# DATA SECTION
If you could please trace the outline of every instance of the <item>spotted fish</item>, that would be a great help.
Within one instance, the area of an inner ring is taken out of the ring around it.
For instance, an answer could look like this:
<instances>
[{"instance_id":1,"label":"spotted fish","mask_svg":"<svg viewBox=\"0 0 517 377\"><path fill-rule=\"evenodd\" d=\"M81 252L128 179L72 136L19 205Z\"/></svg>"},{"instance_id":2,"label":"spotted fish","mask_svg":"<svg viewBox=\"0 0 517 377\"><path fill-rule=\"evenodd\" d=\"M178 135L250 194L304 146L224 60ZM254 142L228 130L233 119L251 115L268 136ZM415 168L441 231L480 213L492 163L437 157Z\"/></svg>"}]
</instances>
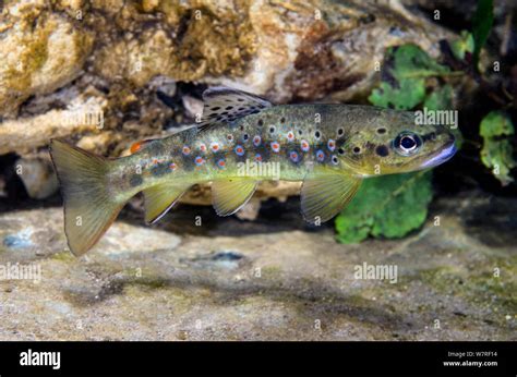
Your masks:
<instances>
[{"instance_id":1,"label":"spotted fish","mask_svg":"<svg viewBox=\"0 0 517 377\"><path fill-rule=\"evenodd\" d=\"M226 87L203 94L197 124L133 145L117 159L58 139L50 155L64 202L64 230L75 255L87 252L136 193L145 221L159 220L193 184L212 182L220 216L235 214L260 181L303 181L302 215L323 222L353 197L363 179L431 168L456 151L443 125L416 124L414 114L368 106L273 106ZM253 166L254 169L243 169Z\"/></svg>"}]
</instances>

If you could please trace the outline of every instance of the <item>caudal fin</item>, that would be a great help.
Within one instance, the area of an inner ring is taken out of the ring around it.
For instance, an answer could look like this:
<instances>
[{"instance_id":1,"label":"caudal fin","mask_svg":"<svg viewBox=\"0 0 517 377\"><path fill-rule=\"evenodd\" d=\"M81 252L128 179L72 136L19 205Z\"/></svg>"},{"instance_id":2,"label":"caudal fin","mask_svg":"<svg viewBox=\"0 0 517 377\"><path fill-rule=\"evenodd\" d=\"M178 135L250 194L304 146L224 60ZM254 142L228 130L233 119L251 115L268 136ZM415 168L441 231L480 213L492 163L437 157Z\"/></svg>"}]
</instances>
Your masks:
<instances>
[{"instance_id":1,"label":"caudal fin","mask_svg":"<svg viewBox=\"0 0 517 377\"><path fill-rule=\"evenodd\" d=\"M109 160L58 139L50 142L50 156L64 202L64 232L72 253L81 256L108 230L124 203L109 193Z\"/></svg>"}]
</instances>

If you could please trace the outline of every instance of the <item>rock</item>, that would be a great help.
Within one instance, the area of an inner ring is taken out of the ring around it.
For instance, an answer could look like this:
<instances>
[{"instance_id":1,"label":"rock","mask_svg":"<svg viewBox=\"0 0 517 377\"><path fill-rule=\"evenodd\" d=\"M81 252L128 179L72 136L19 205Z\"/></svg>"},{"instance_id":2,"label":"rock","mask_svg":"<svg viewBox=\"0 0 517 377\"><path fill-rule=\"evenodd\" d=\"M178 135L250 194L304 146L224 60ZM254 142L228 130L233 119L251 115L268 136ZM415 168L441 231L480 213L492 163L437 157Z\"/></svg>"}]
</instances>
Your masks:
<instances>
[{"instance_id":1,"label":"rock","mask_svg":"<svg viewBox=\"0 0 517 377\"><path fill-rule=\"evenodd\" d=\"M122 216L79 259L61 208L1 212L0 266L40 276L0 281L0 339L515 341L516 209L444 198L420 232L359 245L281 220L203 216L191 234L169 215L175 234ZM364 264L396 266L396 279L361 279Z\"/></svg>"},{"instance_id":2,"label":"rock","mask_svg":"<svg viewBox=\"0 0 517 377\"><path fill-rule=\"evenodd\" d=\"M0 24L0 115L14 115L32 95L45 95L75 78L93 38L43 1L10 2Z\"/></svg>"},{"instance_id":3,"label":"rock","mask_svg":"<svg viewBox=\"0 0 517 377\"><path fill-rule=\"evenodd\" d=\"M194 98L192 96L183 96L181 98L183 106L187 111L187 115L192 119L193 121L197 119L201 120L201 115L203 114L203 101Z\"/></svg>"},{"instance_id":4,"label":"rock","mask_svg":"<svg viewBox=\"0 0 517 377\"><path fill-rule=\"evenodd\" d=\"M74 133L99 133L106 101L96 97L77 98L65 110L50 110L41 115L5 120L0 124L0 155L29 154L47 146L51 138ZM103 146L104 147L104 146Z\"/></svg>"},{"instance_id":5,"label":"rock","mask_svg":"<svg viewBox=\"0 0 517 377\"><path fill-rule=\"evenodd\" d=\"M261 200L256 198L250 199L244 207L239 209L236 216L241 220L255 220L258 217L258 211L261 210Z\"/></svg>"},{"instance_id":6,"label":"rock","mask_svg":"<svg viewBox=\"0 0 517 377\"><path fill-rule=\"evenodd\" d=\"M14 165L32 198L44 199L58 191L58 180L49 160L22 158Z\"/></svg>"}]
</instances>

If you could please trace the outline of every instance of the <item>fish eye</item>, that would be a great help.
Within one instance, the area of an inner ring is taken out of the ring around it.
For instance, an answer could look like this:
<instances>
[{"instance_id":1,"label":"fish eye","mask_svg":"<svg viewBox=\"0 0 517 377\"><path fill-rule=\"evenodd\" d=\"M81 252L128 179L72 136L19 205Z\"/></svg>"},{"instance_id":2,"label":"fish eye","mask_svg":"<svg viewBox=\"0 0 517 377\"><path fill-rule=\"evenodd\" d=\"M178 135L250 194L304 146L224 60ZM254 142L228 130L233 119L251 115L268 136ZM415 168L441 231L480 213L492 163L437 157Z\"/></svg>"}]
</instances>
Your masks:
<instances>
[{"instance_id":1,"label":"fish eye","mask_svg":"<svg viewBox=\"0 0 517 377\"><path fill-rule=\"evenodd\" d=\"M394 141L395 150L402 156L413 155L421 145L422 139L412 132L402 132Z\"/></svg>"}]
</instances>

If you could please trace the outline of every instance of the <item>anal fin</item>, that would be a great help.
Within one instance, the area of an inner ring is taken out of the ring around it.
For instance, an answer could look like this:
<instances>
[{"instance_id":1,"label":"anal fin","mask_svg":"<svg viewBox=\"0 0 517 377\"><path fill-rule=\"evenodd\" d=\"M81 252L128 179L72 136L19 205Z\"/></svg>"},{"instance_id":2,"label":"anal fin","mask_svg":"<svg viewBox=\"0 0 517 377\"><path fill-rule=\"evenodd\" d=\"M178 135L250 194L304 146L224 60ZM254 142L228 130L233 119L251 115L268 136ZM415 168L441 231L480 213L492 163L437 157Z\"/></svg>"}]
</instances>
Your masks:
<instances>
[{"instance_id":1,"label":"anal fin","mask_svg":"<svg viewBox=\"0 0 517 377\"><path fill-rule=\"evenodd\" d=\"M144 190L145 222L152 224L161 219L190 186L190 183L161 183Z\"/></svg>"},{"instance_id":2,"label":"anal fin","mask_svg":"<svg viewBox=\"0 0 517 377\"><path fill-rule=\"evenodd\" d=\"M212 182L212 204L219 216L237 212L253 196L256 181L249 178L229 178Z\"/></svg>"},{"instance_id":3,"label":"anal fin","mask_svg":"<svg viewBox=\"0 0 517 377\"><path fill-rule=\"evenodd\" d=\"M332 219L356 195L362 180L339 170L321 167L305 177L301 188L301 209L305 221L321 223Z\"/></svg>"}]
</instances>

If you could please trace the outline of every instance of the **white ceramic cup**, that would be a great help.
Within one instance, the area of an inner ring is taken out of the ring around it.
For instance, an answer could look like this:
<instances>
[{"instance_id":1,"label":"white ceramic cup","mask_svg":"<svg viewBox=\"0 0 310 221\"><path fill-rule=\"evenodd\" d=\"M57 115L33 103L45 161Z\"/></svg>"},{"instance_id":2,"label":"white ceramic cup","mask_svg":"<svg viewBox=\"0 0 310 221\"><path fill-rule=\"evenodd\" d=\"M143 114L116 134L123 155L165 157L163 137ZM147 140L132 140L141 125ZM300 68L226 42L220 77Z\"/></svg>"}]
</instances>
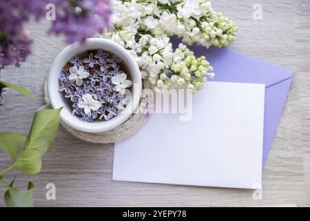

# THE EXERCISE
Collect every line of the entries above that contains the string "anal", and copy each one in full.

# THE ANSWER
If you could please trace the outline of every instance of the <item>anal fin</item>, that would be a great help.
[{"instance_id":1,"label":"anal fin","mask_svg":"<svg viewBox=\"0 0 517 377\"><path fill-rule=\"evenodd\" d=\"M81 252L128 179L72 136L19 205Z\"/></svg>"},{"instance_id":2,"label":"anal fin","mask_svg":"<svg viewBox=\"0 0 517 377\"><path fill-rule=\"evenodd\" d=\"M178 135L250 194L304 146L224 60ZM254 142L228 130L233 119L251 115L268 136ZM415 168L441 231L480 213L492 163L437 157Z\"/></svg>"}]
[{"instance_id":1,"label":"anal fin","mask_svg":"<svg viewBox=\"0 0 517 377\"><path fill-rule=\"evenodd\" d=\"M144 190L145 222L152 224L161 219L190 186L190 183L161 183Z\"/></svg>"},{"instance_id":2,"label":"anal fin","mask_svg":"<svg viewBox=\"0 0 517 377\"><path fill-rule=\"evenodd\" d=\"M212 182L212 204L219 216L237 212L253 196L256 181L249 178L229 178Z\"/></svg>"},{"instance_id":3,"label":"anal fin","mask_svg":"<svg viewBox=\"0 0 517 377\"><path fill-rule=\"evenodd\" d=\"M332 219L356 195L362 180L339 170L321 167L305 177L301 188L301 209L305 221L321 223Z\"/></svg>"}]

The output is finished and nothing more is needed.